EP0469578B1

EP0469578B1 - Electrical contact material

Info

Publication number: EP0469578B1
Application number: EP91112877A
Authority: EP
Inventors: Yasushi Citypal-Shinsawada 402 43 Noda; Nobuyuki Yoshioka; Nobutaka Suzuki; Toshimasa Fukai; Tetsuo C/O Sumitomo Metal Ind. Ltd. Yoshihara; Koichi C/O Sumitomo Metal Ind. Ltd. Koshiro
Original assignee: Meidensha Corp; Meidensha Electric Manufacturing Co Ltd
Current assignee: Meidensha Corp
Priority date: 1990-08-02
Filing date: 1991-07-31
Publication date: 1997-06-18
Anticipated expiration: 2011-07-31
Also published as: KR940004946B1; EP0469578A2; JP2705998B2; DE69126571D1; EP0469578A3; US5480472A; JPH0495318A; DE69126571T2

Description

The present invention relates generally to an electrical contact material formed of sintered alloy powder having alloyed elements of a first metal and a second metal comprising a matrix of the first metal in which particles of the second metal are homogeneously dispersed. Furthermore, the invention relates to a method for producing such an material.
A variety of such materials consisting of a matrix of a first metal having particles of a second metal dispersed therein is known from DE-OS 38 10 218. These contact materials are formed by preparing a mixture of the two metals, melting said mixture into a molten alloy, atomizing said molten alloy to obtain an alloy powder and finally sintering said alloy powder, and the particles of the second metal which are dispersed in the matrix metal have a mean particle diameter of 0,01 µm to 1 µm.
The problem involved with the known electrical contact materials consists in that they are sometimes considered not to have a sufficient electrical conductivity and low contact resistance as well as sufficient arc-proof and welding-proof characteristics, which are the essential characteristics for an electrical contact material to be used for breakers or switches such as a vacuum interrupter.
It is therefore the object of the invention to provide an electrical contact material having a good electrical conductivity, a low contact resistance as well as good arc-proof and welding-proof characteristics and a method for forming such an electrical contact material.
This object is essentially solved in that in the electrical contact material described in the preamble of claim 1 the first material is copper and the second material is chromium and the chromium particles have a mean particle diameter of 2 to 20 µm.

_Prompt A_. According to the patent text on electrical contact material, what mean particle diameter do the chromium particles have?
_Prompt B_. Go on with the patent text on electrical contact material, picking up after its final sentence.
The entries after this play no role here.

Mask labeling examples:

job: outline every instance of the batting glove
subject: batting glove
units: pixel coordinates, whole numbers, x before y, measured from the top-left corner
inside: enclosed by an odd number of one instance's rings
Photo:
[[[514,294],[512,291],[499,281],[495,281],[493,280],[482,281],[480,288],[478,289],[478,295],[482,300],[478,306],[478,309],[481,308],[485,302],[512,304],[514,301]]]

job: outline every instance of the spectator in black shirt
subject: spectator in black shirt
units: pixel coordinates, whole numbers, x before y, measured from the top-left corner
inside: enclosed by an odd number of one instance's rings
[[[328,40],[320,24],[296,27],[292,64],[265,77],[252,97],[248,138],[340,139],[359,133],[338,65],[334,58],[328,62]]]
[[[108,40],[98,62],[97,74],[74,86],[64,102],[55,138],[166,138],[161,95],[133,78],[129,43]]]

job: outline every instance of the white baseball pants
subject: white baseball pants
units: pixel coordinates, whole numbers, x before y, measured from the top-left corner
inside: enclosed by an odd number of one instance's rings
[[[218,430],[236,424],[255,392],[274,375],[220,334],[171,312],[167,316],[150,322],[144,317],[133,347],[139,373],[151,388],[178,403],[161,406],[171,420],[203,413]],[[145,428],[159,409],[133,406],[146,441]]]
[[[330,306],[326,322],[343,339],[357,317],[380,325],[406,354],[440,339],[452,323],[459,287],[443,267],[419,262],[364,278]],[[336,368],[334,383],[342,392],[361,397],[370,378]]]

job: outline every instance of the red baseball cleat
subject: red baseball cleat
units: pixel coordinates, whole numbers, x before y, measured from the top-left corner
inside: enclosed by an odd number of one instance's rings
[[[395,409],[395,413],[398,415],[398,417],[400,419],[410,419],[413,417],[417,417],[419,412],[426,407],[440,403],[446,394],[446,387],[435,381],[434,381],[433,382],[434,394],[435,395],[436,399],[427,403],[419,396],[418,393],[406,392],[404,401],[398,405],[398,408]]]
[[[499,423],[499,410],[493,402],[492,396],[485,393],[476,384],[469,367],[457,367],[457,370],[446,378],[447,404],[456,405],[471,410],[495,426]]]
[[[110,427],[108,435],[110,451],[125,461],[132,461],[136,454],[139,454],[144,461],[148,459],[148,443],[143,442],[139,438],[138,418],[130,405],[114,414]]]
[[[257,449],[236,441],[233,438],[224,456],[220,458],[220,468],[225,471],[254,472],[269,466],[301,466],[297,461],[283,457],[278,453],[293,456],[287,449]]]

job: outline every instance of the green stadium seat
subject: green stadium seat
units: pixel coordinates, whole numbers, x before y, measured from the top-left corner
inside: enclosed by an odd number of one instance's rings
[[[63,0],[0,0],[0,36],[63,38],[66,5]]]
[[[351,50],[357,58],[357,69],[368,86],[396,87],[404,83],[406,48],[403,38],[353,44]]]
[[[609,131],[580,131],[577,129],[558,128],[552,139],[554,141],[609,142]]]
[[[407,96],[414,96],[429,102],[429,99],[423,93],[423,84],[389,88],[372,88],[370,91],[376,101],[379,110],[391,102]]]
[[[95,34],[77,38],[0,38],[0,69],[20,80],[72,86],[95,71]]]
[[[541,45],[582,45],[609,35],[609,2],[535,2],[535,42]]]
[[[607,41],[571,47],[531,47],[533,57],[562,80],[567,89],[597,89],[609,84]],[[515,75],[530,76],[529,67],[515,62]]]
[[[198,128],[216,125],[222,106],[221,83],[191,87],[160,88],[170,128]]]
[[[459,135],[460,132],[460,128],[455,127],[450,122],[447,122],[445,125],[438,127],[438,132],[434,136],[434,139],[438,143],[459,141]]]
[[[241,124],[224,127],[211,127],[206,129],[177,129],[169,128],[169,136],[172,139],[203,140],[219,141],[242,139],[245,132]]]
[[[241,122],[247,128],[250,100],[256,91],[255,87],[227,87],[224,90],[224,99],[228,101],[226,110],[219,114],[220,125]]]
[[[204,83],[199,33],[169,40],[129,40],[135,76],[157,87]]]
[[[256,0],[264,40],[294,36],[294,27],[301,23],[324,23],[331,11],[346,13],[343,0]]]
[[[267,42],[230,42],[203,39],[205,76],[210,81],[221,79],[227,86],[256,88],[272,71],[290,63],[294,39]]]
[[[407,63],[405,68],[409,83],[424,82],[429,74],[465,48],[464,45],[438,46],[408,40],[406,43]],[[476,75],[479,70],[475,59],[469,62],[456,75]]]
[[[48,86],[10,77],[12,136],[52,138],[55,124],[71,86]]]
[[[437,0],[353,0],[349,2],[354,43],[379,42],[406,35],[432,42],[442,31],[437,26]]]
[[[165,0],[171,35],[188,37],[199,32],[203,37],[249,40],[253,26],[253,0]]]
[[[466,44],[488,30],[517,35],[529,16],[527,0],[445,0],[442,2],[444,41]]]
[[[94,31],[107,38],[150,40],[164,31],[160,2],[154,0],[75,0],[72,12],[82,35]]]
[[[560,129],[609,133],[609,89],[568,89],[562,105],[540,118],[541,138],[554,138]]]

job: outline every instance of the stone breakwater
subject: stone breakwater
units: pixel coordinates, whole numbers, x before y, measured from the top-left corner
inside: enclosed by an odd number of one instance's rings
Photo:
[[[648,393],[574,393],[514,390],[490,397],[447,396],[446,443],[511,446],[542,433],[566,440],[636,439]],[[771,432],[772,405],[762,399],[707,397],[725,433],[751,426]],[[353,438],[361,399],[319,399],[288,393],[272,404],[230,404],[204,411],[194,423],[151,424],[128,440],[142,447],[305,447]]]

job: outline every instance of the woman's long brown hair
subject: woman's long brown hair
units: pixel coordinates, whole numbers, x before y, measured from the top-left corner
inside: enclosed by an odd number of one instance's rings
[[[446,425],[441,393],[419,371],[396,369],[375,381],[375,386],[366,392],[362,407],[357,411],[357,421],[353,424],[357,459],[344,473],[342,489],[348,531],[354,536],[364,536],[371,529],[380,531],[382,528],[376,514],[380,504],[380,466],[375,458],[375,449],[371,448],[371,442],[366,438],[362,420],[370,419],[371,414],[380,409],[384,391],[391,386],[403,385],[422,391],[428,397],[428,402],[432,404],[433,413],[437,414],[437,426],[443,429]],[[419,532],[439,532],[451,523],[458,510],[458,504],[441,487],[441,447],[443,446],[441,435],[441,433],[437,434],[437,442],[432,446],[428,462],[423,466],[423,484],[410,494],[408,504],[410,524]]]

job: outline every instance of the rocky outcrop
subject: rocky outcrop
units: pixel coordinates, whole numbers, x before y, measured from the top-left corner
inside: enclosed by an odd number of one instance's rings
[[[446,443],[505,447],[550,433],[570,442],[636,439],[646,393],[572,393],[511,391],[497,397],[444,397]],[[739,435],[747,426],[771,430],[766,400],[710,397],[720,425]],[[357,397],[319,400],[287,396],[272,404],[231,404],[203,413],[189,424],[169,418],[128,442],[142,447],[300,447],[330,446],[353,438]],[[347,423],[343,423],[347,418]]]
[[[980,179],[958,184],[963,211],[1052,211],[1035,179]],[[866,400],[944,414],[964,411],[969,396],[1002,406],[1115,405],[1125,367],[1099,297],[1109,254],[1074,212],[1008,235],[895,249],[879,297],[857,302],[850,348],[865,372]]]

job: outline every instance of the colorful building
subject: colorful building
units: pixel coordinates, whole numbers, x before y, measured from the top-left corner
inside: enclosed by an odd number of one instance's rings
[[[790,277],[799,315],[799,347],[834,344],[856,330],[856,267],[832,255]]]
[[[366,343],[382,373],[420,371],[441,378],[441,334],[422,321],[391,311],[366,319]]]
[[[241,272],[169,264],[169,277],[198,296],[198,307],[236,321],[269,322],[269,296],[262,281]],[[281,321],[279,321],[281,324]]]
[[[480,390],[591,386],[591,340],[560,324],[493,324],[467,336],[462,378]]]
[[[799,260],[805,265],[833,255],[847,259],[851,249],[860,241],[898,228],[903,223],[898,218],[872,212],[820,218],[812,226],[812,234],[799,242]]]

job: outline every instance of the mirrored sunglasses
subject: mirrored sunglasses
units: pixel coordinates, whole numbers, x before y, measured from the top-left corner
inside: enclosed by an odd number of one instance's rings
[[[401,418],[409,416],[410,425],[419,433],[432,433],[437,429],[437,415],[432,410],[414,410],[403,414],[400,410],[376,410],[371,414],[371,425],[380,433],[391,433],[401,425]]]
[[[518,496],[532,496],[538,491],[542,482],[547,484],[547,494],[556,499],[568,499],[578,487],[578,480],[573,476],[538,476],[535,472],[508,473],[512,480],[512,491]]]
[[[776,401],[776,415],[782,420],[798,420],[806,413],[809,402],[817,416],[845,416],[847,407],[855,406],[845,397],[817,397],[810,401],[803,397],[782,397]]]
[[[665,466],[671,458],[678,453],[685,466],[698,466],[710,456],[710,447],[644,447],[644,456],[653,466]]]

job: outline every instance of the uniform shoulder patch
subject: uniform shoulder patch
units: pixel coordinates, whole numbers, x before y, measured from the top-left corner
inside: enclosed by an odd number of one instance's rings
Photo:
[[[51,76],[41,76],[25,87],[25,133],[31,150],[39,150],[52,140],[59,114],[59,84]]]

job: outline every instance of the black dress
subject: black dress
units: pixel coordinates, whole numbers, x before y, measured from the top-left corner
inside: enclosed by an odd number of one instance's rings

_Exercise response A_. 2 to 20 µm.

_Exercise response B_.
It has been found that an electrical contact material with an excellent electrical conductivity and a low contact resistance having good arc-proof and welding-proof characteristics can be obtained by choosing the material combination of copper and chromium and by further choosing a particle size for the chromium content in the range of 2 to 20 µm.
The method for forming such an electrical conduct material is characterized in that the first metal copper is used and as the second metal chromium is used, melting of the mixture of copper and chromium is accomplished in an atmosphere of inert gas to reduce an oxygen content of said mixture to a level of less than 1000 ppm, the molten alloy of copper and chromium is atomized into an alloy powder in which the mean diameter of chromium is less than or equal to 5 µm and the alloy powder is sintered into a matrix of copper including chromium particles having a level of 2 to 20 µm, while maintaining homogenous dispersion thereof in said sintered matrix.
The atomizing may be accomplished by gas atomization. The gas may be inert gas selected from the group consisting of argon and nitrogen. Alternatively, the atomizing can be accomplished by water atomization.

BRIEF DESCRIPTION OF THE DRAWINGS

The present invention will be understood more fully from the detailed description given herebelow and from the accompanying drawings of the preferred embodiments of the invention. However, the drawings are not intended to imply limitation of the invention to a specific embodiment, but are for explanation and understanding only.
In the drawings:

Fig. 1(a) and 1(b) are microphotographs showing metallic structure of Cu-Cr alloys of the present invention;
Fig. 2 is a graph showing relationships between Cr amount and both of contact resistance ratio and weld resist current;
Fig. 3 is a microphotograph showing the metallic structure of an electrical contact material formed of Cu-10wt%Cr according to the present invention;
Fig. 4 is a graph showing a relationship between mean Cr particle diameter and a breaking-current of the alloys;
Fig. 5 is a graph showing a relationship between mean Cr particle diameter and contact resistance of the alloys;
Fig. 6 is a graph showing a relationship between mean Cr particle diameter and welding force of the alloys;
Fig. 7 is a graph showing a relationship between mean Cr particle diameter and a thickness of a molten layer;
Fig. 8 is a graph showing a relationship between mean Cr particle diameter and an increase rate of contact resistance after current breaking.

DESCRIPTION OF THE PREFERRED EMBODIMENT

According to the aspect of the present invention, an atomization technique is utilized for disintegrating mixture of alloy elements into fine alloyed powder in place of using a mechanical milling technique.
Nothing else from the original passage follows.